- [Recorded information]
▼▼▼

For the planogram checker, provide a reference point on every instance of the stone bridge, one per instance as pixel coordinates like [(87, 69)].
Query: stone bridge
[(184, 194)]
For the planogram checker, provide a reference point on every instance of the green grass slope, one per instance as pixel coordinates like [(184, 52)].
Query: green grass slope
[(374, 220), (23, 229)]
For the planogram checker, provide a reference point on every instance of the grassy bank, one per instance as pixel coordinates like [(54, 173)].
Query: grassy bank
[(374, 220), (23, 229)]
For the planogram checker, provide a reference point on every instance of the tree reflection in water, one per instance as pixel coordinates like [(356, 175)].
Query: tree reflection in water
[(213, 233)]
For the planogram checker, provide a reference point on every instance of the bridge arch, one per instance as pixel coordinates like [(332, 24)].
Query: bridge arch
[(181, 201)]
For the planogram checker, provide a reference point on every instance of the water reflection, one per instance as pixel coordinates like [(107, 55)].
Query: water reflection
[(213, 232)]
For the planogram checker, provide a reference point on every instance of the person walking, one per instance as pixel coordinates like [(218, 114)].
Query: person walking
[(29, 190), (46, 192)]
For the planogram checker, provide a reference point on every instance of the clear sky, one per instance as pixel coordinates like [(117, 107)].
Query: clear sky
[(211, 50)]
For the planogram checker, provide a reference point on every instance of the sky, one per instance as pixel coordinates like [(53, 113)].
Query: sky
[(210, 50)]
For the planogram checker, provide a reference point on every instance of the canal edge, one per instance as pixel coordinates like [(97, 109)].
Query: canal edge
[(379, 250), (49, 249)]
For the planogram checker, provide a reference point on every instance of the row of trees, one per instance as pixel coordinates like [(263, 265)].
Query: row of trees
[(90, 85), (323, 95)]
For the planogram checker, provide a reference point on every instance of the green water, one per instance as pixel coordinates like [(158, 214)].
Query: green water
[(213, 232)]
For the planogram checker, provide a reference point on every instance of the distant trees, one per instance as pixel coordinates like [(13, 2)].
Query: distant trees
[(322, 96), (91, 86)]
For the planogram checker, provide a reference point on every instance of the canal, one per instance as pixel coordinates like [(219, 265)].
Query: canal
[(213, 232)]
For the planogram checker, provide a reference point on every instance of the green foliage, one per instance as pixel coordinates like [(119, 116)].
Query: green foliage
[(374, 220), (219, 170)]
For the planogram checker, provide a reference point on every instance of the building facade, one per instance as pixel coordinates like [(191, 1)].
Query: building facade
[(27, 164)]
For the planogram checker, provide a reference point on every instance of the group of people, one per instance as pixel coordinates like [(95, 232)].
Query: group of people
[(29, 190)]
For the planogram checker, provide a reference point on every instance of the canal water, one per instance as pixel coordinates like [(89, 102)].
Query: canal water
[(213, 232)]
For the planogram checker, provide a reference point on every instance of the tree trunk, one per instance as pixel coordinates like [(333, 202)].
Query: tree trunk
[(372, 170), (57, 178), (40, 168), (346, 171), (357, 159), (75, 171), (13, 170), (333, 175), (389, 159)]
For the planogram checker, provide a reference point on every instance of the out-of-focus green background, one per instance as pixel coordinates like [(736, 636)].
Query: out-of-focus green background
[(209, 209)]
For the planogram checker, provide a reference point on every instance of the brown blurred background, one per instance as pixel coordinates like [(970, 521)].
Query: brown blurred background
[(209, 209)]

▲▲▲

- [Required work]
All the records, from start to finish, are to be repeated exactly.

- [Solution to this exercise]
For the planogram checker, provide a reference point on every instance of the stone bridge, one per instance as pixel coordinates like [(87, 69)].
Query: stone bridge
[(184, 194)]
For the planogram checker, provide a reference point on every instance of the green grass slope, one per instance as pixel coordinates like [(184, 52)].
Query: green grass slope
[(374, 220), (23, 229)]
For the planogram checker, provide a reference point on every instance of the grassy bank, one per instance as pixel coordinates like [(54, 173)].
Query: grassy bank
[(374, 220), (23, 229)]
For the planogram checker, provide a reference point on every instance of the tree reflection in water, one per instance as pixel coordinates like [(356, 175)].
Query: tree reflection in water
[(213, 233)]
For the planogram checker, provide a reference point on every instance of the bridge arch, one per instance as pixel coordinates like [(332, 24)].
Query: bridge arch
[(181, 201)]
For the planogram checker, provide a reference point on every instance of the water reflection, one per instance as pixel coordinates like [(107, 55)].
Query: water reflection
[(213, 232)]
For the planogram checker, provide a reference point on every instance of the person walking, one per instance as pixel coordinates like [(218, 114)].
Query: person walking
[(29, 190), (46, 192)]
For the planogram checker, provide a reference point on every instance of the clear sky, one per instance as pixel coordinates like [(117, 107)].
Query: clear sky
[(211, 50)]
For the planogram checker, provide a reference point on every instance of the sky, one per instance as pixel coordinates like [(53, 113)].
Query: sky
[(210, 50)]
For the planogram checker, provide a reference point on every instance of the canal edge, one per instance as pixel coordinates like [(97, 109)].
Query: canal edge
[(379, 250), (49, 249)]
For the planogram checker, provide a reference point on every instance of the row of trees, one per instance as pixel coordinates like [(263, 265)].
Query: row of trees
[(90, 85), (323, 95)]
For the planogram checker, provide a reference point on every instance of the green water, one per instance as pixel coordinates like [(158, 214)].
Query: green water
[(213, 232)]
For the planogram checker, provide a reference point on every instance of the distant trees, one per instance as pixel coordinates like [(13, 2)].
Query: distant trees
[(322, 96), (91, 86)]
For the planogram checker, provide a reference point on every instance of the canal, one per instance as pixel coordinates like [(219, 265)].
Query: canal
[(213, 232)]
For the planogram checker, provide a reference point on every instance of the green foliage, one per instance as pixel coordinates like [(119, 116)].
Query: green foliage
[(374, 220), (219, 170)]
For the planogram checker, provide a reference point on every instance of the building facade, one per instance as pixel coordinates like [(191, 1)].
Query: building facade
[(27, 164)]
For the planogram checker, provide a reference point on every instance of the group of people, one per instance as pixel coordinates like [(95, 232)].
Query: group of people
[(29, 190)]
For the planogram checker, provide a reference point on every instance of the canal water, one per instance as pixel coordinates like [(89, 102)].
Query: canal water
[(213, 232)]
For the planogram checker, provide a reference point on every instance of the tree trunk, one per instance as pixel coordinates like [(333, 202)].
Query: tree trunk
[(372, 170), (57, 178), (40, 168), (346, 171), (357, 159), (75, 171), (13, 170), (333, 175), (389, 159)]
For the planogram checker, provide a reference point on every instance of the out-of-focus green background, one per instance as pixel coordinates like [(736, 636)].
Query: out-of-focus green background
[(209, 209)]
For the planogram checker, provide a reference point on every instance of the brown blurred background, one per instance as pixel coordinates like [(970, 521)].
Query: brown blurred background
[(209, 209)]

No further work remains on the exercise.